What needs to be done — Count the lines in the rows below that contain the word "wood", with case counting, and reply with only that number.
--- Begin Source records ---
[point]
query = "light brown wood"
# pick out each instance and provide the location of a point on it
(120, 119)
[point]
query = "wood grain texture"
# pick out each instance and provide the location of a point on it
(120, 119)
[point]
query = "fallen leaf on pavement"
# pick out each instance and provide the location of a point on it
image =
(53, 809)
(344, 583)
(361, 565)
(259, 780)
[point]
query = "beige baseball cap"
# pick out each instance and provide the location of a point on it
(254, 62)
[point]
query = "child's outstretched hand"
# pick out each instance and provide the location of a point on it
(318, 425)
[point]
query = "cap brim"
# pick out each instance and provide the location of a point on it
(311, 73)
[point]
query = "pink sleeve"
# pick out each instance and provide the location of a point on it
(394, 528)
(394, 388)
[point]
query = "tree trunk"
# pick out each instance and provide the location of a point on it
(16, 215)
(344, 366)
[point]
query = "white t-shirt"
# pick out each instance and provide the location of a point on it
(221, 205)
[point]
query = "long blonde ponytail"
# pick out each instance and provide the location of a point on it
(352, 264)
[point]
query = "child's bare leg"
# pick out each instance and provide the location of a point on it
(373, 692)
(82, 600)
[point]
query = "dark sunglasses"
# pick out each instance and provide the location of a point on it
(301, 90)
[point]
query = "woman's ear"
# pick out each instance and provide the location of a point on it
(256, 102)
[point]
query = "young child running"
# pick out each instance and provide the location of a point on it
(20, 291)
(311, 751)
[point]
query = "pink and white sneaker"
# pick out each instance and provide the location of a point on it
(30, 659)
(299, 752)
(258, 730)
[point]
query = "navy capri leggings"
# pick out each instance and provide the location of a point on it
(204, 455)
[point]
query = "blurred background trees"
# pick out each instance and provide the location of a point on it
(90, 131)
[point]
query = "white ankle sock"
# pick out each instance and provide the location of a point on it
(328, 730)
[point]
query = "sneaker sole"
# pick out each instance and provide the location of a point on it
--- End Source records ---
The reply — 2